## SUPPLIED INFORMATION
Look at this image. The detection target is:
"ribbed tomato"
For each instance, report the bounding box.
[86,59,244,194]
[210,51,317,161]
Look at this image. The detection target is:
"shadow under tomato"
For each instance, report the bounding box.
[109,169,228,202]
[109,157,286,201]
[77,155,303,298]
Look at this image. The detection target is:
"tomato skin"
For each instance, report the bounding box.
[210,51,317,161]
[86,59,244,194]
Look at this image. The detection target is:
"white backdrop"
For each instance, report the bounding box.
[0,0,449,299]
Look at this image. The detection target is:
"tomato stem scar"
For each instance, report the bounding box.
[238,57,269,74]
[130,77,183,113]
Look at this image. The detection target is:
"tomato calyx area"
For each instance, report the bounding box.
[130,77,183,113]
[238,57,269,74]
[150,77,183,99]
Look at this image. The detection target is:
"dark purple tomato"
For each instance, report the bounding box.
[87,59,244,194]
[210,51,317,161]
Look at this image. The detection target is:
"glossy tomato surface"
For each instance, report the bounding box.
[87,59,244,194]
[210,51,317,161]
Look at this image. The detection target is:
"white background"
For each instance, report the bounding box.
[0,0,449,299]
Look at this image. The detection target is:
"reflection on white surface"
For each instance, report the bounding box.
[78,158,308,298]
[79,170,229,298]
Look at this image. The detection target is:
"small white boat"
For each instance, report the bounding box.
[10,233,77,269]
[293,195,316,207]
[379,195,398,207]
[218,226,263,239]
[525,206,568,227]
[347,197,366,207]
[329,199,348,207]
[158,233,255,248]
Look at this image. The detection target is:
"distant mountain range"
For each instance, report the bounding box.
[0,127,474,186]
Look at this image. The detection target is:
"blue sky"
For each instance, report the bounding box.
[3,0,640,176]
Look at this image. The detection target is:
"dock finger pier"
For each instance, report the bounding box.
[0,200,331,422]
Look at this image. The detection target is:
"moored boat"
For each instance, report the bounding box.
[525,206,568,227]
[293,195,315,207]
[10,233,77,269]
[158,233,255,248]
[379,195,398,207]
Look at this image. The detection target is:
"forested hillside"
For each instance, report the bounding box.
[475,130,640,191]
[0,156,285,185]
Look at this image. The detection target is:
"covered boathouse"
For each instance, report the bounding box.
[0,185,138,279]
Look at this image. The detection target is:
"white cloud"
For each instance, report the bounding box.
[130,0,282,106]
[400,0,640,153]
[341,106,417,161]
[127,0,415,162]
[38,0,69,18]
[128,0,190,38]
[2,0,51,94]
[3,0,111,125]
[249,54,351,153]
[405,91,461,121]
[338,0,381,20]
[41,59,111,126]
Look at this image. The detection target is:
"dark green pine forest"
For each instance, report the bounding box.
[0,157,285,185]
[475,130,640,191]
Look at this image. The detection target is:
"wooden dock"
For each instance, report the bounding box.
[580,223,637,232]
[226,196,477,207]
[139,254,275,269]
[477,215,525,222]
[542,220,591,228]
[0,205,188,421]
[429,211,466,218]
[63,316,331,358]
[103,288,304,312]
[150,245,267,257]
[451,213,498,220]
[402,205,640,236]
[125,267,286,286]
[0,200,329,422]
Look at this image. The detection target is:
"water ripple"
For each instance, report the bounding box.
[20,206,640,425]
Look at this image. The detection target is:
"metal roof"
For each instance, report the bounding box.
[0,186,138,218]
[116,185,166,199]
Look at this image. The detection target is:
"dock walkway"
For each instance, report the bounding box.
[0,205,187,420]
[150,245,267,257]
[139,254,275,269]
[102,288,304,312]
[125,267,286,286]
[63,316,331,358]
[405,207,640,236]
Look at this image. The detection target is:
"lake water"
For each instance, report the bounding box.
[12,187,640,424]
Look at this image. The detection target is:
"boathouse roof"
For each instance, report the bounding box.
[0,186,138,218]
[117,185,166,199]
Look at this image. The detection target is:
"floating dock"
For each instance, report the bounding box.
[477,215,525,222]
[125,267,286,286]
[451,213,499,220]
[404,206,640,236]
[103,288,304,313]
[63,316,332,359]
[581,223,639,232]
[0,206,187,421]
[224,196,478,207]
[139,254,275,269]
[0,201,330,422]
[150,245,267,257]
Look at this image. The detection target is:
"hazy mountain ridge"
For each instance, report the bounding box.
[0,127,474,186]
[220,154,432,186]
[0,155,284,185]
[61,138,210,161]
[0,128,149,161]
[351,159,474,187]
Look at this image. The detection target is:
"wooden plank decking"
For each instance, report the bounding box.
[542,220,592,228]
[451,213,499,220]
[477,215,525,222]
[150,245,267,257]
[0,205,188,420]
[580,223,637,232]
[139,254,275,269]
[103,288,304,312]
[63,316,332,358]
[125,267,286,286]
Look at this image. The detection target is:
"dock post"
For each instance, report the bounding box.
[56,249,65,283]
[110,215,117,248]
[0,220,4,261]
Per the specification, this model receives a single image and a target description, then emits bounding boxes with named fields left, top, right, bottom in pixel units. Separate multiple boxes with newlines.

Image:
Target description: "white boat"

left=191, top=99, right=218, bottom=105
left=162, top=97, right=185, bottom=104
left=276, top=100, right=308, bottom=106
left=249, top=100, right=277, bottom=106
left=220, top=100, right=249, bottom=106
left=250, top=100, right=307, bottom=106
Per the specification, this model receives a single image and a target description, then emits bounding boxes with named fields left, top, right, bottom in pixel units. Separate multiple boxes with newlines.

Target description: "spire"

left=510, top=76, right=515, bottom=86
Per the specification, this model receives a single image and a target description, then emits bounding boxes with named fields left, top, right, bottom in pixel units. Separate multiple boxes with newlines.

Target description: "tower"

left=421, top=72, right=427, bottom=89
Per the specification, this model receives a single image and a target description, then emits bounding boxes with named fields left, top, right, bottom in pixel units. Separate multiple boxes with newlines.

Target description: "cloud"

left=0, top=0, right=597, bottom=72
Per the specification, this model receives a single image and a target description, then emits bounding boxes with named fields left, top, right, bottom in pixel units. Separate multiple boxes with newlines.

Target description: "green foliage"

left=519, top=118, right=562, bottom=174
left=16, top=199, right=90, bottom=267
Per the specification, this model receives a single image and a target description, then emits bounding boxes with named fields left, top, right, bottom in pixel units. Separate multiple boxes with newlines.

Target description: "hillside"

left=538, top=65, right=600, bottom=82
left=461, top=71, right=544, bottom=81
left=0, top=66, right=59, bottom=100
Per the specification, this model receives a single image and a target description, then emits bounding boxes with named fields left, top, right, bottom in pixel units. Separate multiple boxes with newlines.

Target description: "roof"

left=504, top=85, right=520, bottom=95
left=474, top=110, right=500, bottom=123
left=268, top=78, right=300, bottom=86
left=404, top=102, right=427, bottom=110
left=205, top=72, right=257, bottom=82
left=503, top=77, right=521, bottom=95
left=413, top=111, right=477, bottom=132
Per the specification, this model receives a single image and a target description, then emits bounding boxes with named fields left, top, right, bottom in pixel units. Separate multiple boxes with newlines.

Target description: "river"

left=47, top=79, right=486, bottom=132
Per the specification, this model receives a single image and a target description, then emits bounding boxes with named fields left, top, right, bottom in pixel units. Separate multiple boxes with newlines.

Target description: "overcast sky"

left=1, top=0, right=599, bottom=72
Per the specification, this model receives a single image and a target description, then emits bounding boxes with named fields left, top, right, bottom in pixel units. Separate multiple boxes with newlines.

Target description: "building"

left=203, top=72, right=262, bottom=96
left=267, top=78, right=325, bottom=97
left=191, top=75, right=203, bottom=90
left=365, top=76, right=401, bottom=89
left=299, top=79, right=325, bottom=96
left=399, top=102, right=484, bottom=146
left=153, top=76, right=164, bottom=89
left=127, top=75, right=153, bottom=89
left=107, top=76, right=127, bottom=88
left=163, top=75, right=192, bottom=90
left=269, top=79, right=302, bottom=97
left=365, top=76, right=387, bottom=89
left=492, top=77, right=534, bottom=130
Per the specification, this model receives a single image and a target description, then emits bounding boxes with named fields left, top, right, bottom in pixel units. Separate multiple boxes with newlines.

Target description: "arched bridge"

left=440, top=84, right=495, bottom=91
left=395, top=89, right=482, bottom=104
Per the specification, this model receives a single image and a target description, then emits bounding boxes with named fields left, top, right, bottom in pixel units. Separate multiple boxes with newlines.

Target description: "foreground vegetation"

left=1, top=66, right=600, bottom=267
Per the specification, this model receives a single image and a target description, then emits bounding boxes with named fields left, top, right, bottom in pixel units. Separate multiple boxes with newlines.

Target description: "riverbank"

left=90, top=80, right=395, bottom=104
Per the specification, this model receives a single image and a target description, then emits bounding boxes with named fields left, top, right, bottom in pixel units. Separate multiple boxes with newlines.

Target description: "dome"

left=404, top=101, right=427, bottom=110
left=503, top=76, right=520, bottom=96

## BRIEF
Please report how many lines of the entries above include "surface". Only the number is wanted.

## RESPONSE TO THE TASK
2